◆ **Tarefa atribuída 1**: No excerto sobre o Graal, que signo do Zodíaco corresponde a Lancelot?
◆ **Tarefa atribuída 2**: Continue, por favor, o excerto sobre o Graal, começando logo a seguir à última frase apresentada.
──────── Excerto da página ────────
Enfim, no seu protagonismo e diversidade, impossíveis de elencar, o Graal justifica afirmações como a de Quinn Hargitai: “The treasure isn’t the cup, but the stories we have crafted around it throughout time”.

Transversal a todas as suas hipóteses: o brilho, o resplendor, a magia transcendente… e a hipótese de imortalidade a que aspira o homem, assim como a sua experiência de iniciação-transformação.

Ápice de uma consagração, lugar de encontro, fonte de vida e de imortalidade… é luminoso, numinoso, encandeando-nos, encantando-nos, fascinante pela intangibilidade, como aquela máquina do mundo d’ Os Lusíadas, sucessivamente reconfigurada por Fernando Pessoa (“O Infante”, 1934), Carlos Drummond de Andrade (em Claro Enigma, 1951) e António Gedeão (na Máquina de fogo, 1961), figura principal de uma cena que Almada Negreiros compôs no âmbito da série das "figuras e alegorias do pensamento e da literatura universal e portuguesa" (1961) e sob a qual entramos na Faculdade de Letras de Lisboa, assim sugerida como templo de conhecimento e da sua transmissão.

Na centralidade da sua representação pictórica por Évrard d’Espinques (c. 1475) ou na ilustração do século XV atribuída a Walter Map, essa semelhança é inquestionável: uma espécie de etéreo/a âmago/máquina do mundo e da sua realização. À volta, como os astros em volta do Sol, os 12 cavaleiros e o Rei Artur evocam, além dos seus homólogos da última ceia crística, o anterior zodíaco celeste na roda do tempo (dia+noite, meses do ano, signos do Zodíaco): do ímpeto aventureiro de Áries-Gawain, passando pelo Touro-Heitor, pai adotivo de Arthur, Gémeos-Lionel e Bors (ou Balin e Balan), Câncer-Nave de Argos comandada por Galahad (ou Kay), Leão-Lancelot, Virgem-Guinevere-Morgan-le-Fay-Dama do Lago (ou Tristão), Libra, a Pomba anunciadora e iluminadora da Procissão do Graal, Escorpião-Mordred, Sagitário-Artur e Capricórnio-Merlin (ou o Rei Pellinore, pai de Parsifal), até ao Aquário-Phoenix-Parsifal, símbolo da ressurreição, e Peixes-Guinevere (ou Pelles, Rei Pescador). As correspondências zodiacais variam com os autores, mas subsiste a ideia desse ciclo da vida representando o cosmos à escala humana.
──────── Dados de entrada ────────
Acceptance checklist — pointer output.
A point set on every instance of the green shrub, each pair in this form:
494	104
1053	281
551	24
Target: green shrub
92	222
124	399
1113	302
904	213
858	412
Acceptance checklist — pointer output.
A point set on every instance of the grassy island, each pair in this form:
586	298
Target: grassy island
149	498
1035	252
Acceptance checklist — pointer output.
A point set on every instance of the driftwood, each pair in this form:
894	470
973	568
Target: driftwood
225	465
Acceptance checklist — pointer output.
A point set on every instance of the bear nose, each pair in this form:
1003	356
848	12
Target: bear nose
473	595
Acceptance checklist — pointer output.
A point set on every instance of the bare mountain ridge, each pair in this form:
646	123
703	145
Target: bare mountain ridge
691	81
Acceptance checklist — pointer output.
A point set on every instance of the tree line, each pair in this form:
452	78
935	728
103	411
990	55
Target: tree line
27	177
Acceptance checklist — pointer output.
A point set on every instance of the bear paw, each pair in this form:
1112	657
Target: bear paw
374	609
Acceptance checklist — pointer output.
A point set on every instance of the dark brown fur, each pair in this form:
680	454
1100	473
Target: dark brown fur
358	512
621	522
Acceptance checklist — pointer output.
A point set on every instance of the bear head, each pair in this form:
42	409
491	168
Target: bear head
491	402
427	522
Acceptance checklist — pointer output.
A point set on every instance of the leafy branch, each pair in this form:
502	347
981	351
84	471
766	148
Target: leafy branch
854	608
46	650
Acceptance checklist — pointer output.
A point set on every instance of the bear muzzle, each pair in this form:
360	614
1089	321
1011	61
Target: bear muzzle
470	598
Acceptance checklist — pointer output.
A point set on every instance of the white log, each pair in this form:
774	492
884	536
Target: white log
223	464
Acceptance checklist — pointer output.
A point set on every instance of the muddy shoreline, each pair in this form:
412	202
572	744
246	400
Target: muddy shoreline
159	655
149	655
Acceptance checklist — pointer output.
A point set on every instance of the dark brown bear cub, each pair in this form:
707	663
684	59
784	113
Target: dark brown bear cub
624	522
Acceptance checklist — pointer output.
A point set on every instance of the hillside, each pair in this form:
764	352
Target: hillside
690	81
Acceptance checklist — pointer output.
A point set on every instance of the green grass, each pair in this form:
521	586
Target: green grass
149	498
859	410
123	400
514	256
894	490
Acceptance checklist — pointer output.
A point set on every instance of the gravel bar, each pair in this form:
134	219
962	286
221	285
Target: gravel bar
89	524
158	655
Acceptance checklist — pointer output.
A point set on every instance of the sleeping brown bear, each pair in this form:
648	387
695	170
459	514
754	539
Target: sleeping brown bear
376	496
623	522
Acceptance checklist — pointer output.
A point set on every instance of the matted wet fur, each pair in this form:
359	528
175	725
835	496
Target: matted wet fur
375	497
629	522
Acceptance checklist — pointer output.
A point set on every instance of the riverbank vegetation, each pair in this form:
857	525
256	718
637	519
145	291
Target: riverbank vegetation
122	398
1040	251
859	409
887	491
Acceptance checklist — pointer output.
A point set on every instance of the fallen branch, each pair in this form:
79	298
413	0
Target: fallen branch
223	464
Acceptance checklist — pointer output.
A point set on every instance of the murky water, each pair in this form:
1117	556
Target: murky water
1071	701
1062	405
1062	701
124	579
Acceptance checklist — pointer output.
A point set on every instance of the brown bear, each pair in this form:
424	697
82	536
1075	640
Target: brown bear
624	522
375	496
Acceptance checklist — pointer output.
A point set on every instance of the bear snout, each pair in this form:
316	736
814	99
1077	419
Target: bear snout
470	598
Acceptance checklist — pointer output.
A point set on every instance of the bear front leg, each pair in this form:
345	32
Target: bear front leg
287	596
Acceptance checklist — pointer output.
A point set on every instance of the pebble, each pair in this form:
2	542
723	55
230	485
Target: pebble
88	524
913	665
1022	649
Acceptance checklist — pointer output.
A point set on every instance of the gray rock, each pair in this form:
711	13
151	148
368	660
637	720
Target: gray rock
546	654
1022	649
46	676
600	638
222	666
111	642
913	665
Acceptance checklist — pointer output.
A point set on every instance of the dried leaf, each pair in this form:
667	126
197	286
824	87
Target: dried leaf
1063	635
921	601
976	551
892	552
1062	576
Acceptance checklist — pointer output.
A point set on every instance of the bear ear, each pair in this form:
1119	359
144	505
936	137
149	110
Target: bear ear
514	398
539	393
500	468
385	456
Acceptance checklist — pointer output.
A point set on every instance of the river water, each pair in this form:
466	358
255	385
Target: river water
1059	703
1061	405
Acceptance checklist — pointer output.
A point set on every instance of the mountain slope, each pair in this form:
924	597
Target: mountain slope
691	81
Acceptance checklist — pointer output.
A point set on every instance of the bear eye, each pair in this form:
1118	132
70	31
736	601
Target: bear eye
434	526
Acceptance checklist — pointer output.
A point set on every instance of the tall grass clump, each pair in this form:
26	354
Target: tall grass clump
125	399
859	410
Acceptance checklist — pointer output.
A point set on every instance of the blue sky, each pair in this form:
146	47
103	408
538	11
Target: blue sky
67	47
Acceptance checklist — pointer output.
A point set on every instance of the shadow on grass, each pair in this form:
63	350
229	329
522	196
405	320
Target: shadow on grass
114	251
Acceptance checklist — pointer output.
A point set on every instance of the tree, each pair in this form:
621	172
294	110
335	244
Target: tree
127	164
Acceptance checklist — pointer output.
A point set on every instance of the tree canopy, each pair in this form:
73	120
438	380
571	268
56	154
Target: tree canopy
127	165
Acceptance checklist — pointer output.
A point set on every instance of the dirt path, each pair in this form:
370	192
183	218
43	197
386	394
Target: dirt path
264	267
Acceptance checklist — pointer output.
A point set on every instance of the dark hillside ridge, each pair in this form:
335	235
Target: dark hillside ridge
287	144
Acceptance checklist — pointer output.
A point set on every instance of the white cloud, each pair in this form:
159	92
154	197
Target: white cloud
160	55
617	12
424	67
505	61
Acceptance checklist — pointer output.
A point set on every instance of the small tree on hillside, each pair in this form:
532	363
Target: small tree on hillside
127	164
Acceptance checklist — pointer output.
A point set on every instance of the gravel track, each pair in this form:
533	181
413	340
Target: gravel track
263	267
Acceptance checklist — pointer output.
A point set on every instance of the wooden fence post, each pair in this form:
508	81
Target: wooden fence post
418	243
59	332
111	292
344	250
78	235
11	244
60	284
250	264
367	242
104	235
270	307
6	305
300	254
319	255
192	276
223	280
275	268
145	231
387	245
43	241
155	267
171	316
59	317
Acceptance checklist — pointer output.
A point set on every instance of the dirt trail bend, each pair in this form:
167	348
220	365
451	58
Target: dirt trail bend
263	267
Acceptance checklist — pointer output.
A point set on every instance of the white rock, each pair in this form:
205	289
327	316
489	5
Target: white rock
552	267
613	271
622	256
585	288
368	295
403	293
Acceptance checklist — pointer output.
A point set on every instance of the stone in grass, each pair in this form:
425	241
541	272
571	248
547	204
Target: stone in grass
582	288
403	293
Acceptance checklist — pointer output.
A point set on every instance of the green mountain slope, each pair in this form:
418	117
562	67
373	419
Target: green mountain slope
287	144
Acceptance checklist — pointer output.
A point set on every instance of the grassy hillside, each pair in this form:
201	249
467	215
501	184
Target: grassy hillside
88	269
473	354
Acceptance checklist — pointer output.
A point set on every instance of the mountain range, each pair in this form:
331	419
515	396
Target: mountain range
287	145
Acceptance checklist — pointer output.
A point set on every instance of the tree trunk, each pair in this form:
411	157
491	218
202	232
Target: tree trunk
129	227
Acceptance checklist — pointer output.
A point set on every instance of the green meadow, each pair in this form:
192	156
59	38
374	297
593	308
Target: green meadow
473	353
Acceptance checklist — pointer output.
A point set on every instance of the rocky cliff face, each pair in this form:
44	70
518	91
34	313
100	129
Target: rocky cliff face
────────
◆ **Resposta escrita 1**: Leão.

◆ **Resposta escrita 2**:
Eis, ao fundo, esse Graal que Fernando Pessoa convoca santificado (“Santo Graal”) e “Encoberto” n’ “O Desejado”, d’“Símbolos” da Mensagem, e que diz ter sido trazido por D. Filipa de Lencastre, “Princesa do Santo Gr[a]al,/Humano ventre do Império,/Madrinha de Portugal!”, evocando a aliança na base da Ínclita Geração, reforçando a velha ideia de que Portugal é o “Porto do Graal”, como sugere o selo oficial da doação de Tomar aos Templários em sinal rodado que Lima de Freitas acolhe e explora na obra do esse título (de 2006), perscrutando “a riqueza ocultada da tradição mítico-espiritual portuguesa” (seu subtítulo), matéria, também, de Manuel J. Gandra, no seu ensaio Portugal, Terra Lúcida. Porto do Graal.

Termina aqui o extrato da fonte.